TEXT PROVIDED
Magico Q7 Mk II Loudspeaker

High-end audio has a long history of manufacturers refining their existing products and then applying the “Mk II” designation. Given that high-end audio designers are perfectionists by nature, it’s understandable that they will revisit a design and try to make it better. Usually, the product’s basic platform stays the same while the implementation and parts quality are upgraded. In my experience, Mk II versions tinker at the margins of a product’s sound, but do not fundamentally change it. The product’s sonic character is still apparent, with perhaps a little more transparency, lower noise, smoother timbre, or other such incremental advances.

The new Mk II version of Magico’s Q7 loudspeaker is not one of these products. Yes, the changes appear to be minor; nonetheless, the Mk II takes the Q7’s sonic character in a new and unexpected direction. The Mk II updates, surprisingly, allow a very different listening experience to unfold.

In my review of the Q7 in the January 2013 issue, I concluded that Magico’s flagship was “the single most impressive product—in any category—in my 23 years of full-time reviewing.” Nothing in the intervening two-and-a-half years has changed that opinion. To recap, the Q7 is a four-way, five-driver dynamic loudspeaker in a sealed enclosure. The drivers are all custom built specifically for the Q7, including the dual 12″ woofers, 10″ mid/bass driver, 6″ midrange, and 1″ beryllium dome tweeter. The drivers’ motor structures are extremely sophisticated, and the diaphragms are made from a woven carbon-fiber material called Nano-tec. The enclosure is as heroic as the drivers; the 750-pound speaker is built from solid slabs of aluminum reinforced by an intricate three-axis aluminum bracing. Although the Q7 appears from the outside to be simply a scaled-up Q5, the Q7’s enclosure and driver technology are significantly more sophisticated. (See my review in Issue 229 for the technical details.)

 So how can such a tour de force in loudspeaker design be improved? On paper, the Q7 Mk II appears to be a minor update rather than a major overhaul. The “only” differences in the Mk II are a new midrange driver diaphragm, a new tweeter, and a revised crossover. That’s it. The price has increased from $185,000 to $229,000. Q7 owners can upgrade for $44,000, exactly the price difference between the models.

Let’s look at the upgrade in detail. The midrange diaphragm, which had been made from Magico’s carbon-fiber-based Nano-tec material, has been replaced with a different carbon-based material. This new and highly advanced material is 30 percent lighter than Nano-tec, yet is 300 percent stiffer. The combination of lightness and stiffness is the Holy Grail of driver design; the lightness allows the diaphragm to start and stop quickly by virtue of its low mass, and the stiffness prevents the diaphragm from flexing (and thus introducing distortion) under the stress of being driven by a voice coil attached to it near the diaphragm’s center. A light diaphragm can also provide superior low-level resolution; music’s very fine details are not obscured by the diaphragm’s inertia. Think about the very low-level components of an audio signal—the most delicate musical details of timbre, microdynamics, and ambience—applied to two drivers, one of them with a high-mass diaphragm and a stiff surround material, and the second with a featherweight cone and very compliant surround. It’s easy to visualize how, with the high-mass cone, music’s very fine structure would fall below the driver’s ability to move in response to that signal. The driver’s mechanical structures set a threshold below which no information can be resolved. But the lighter the diaphragm, the more powerful and sophisticated the motor structure, and the more carefully designed the surround material and its shape, the lower that threshold becomes. The result is an increase in low-level detail. Moreover, lighter diaphragms more faithfully reproduce the leading-edge attack of transients, which translates to a greater sense of realism and better conveys microdynamic expression.

(Dataset records about object locations)
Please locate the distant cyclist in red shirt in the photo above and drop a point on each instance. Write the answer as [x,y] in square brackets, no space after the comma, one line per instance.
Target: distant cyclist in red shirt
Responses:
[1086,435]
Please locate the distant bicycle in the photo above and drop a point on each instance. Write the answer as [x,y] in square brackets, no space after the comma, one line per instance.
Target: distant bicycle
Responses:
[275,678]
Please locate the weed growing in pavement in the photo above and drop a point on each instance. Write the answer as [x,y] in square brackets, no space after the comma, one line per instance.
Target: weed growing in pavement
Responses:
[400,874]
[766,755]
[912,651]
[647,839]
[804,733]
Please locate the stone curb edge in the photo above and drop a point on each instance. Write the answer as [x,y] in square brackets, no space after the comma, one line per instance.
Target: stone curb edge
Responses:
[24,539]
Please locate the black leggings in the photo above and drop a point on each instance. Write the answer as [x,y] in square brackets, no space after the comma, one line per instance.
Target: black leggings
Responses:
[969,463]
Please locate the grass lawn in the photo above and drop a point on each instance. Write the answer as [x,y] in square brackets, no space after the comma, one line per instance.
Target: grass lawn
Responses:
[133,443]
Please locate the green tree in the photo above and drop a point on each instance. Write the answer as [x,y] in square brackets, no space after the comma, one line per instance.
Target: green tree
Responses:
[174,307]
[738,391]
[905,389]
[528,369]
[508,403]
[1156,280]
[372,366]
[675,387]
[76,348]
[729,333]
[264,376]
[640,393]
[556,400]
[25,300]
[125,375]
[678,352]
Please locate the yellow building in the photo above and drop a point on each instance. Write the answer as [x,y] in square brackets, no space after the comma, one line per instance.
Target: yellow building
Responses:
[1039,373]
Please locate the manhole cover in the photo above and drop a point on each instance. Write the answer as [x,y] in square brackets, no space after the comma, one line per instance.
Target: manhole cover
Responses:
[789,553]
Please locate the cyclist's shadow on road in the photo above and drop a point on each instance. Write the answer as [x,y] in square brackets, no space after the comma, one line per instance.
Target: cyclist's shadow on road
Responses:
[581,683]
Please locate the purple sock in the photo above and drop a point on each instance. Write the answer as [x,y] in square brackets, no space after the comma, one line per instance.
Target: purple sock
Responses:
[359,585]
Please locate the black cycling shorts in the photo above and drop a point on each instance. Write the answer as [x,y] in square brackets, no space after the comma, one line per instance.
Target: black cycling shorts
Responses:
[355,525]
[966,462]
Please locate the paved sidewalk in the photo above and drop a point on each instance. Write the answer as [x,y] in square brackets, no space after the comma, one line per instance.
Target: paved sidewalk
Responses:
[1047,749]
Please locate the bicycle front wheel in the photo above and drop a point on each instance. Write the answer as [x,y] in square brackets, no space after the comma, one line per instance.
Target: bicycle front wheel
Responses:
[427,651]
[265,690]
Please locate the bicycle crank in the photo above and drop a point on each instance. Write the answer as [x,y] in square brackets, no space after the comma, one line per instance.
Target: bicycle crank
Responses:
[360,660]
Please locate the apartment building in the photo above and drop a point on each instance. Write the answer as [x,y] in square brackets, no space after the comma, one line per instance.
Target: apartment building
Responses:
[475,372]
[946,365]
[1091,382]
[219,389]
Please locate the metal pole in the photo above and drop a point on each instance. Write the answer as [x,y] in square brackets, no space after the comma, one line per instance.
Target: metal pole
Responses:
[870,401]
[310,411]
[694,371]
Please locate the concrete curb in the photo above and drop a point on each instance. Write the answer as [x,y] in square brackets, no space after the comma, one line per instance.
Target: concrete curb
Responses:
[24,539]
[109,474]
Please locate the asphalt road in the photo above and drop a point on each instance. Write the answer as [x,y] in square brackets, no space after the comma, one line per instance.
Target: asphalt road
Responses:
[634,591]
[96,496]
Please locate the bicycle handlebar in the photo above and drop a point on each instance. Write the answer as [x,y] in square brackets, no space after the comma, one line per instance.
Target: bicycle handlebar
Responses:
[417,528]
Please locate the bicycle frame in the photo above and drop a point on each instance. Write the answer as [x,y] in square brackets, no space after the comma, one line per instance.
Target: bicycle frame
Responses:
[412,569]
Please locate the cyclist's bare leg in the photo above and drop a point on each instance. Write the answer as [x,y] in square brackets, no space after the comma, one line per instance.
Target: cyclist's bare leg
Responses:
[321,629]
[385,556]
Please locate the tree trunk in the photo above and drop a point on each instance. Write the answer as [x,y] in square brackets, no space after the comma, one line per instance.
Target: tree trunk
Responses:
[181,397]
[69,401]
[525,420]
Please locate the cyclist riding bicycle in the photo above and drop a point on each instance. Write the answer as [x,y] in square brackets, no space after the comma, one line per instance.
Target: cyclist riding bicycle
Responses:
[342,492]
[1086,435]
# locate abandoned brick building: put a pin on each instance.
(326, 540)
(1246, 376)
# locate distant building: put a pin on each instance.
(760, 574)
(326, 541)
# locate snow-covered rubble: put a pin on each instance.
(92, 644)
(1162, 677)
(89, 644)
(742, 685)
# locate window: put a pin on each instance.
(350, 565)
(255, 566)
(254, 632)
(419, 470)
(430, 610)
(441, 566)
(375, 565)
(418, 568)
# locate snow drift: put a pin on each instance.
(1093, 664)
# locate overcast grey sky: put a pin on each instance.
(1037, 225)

SHORT TASK 1
Reproduce the passage of the loudspeaker review from "The new Mk II" up to and including "experience to unfold.".
SHORT TASK 2
Write the next part of the Magico Q7 Mk II review, picking up after its last sentence.

REPLY 1
The new Mk II version of Magico’s Q7 loudspeaker is not one of these products. Yes, the changes appear to be minor; nonetheless, the Mk II takes the Q7’s sonic character in a new and unexpected direction. The Mk II updates, surprisingly, allow a very different listening experience to unfold.

REPLY 2
The new diaphragm’s improved characteristics were made possible by a breakthrough carbon material called graphene. In conventional carbon fiber, the fibers are woven into thin sheets layered atop one another. Resin added to the carbon fiber melts when heated, and then cures when cooled, bonding the layers into a single structure. This resin accounts for most of the weight of a carbon-fiber diaphragm. But graphene isn’t a carbon fiber. Rather, according to Wikipedia, it is “a two-dimensional, atomic-scale hexagonal lattice in which one atom forms each vertex” (see illustration at right). That is, this form of carbon isn’t a fiber or a nanotube, but a lattice structure just one atom thick. Again according to Wikipedia, “Graphene has many extraordinary properties. It is about 200 times stronger than steel by weight, conducts heat and electricity with great efficiency, and is nearly transparent.” Although graphene’s existence was known for decades, it became a commercial product after a series of groundbreaking experiments by Andre Geim and Konstantin Novoselov at the University of Manchester, for which they were awarded the Nobel Prize in Physics in 2010. Magico’s research into new diaphragm materials led them to graphene. When Magico contacted the company making it, the company was surprised to learn that graphene had an application in loudspeaker drivers.

The Mk II’s tweeter is a ground-up design three years in the making. The new dome’s diameter is slightly larger than that of the Q7 (28mm vs. 26mm), and the beryllium dome is now coated with a thin diamond layer. The diamond coating increases the dome’s stiffness, reducing distortion and extending the frequency range over which the dome moves as a perfect piston. Diamond also adds a bit of mass to the dome, but presumably this disadvantage is more than offset by the greater stiffness. The tweeter’s geometry is completely new, including the magnet structure and the chamber behind the dome.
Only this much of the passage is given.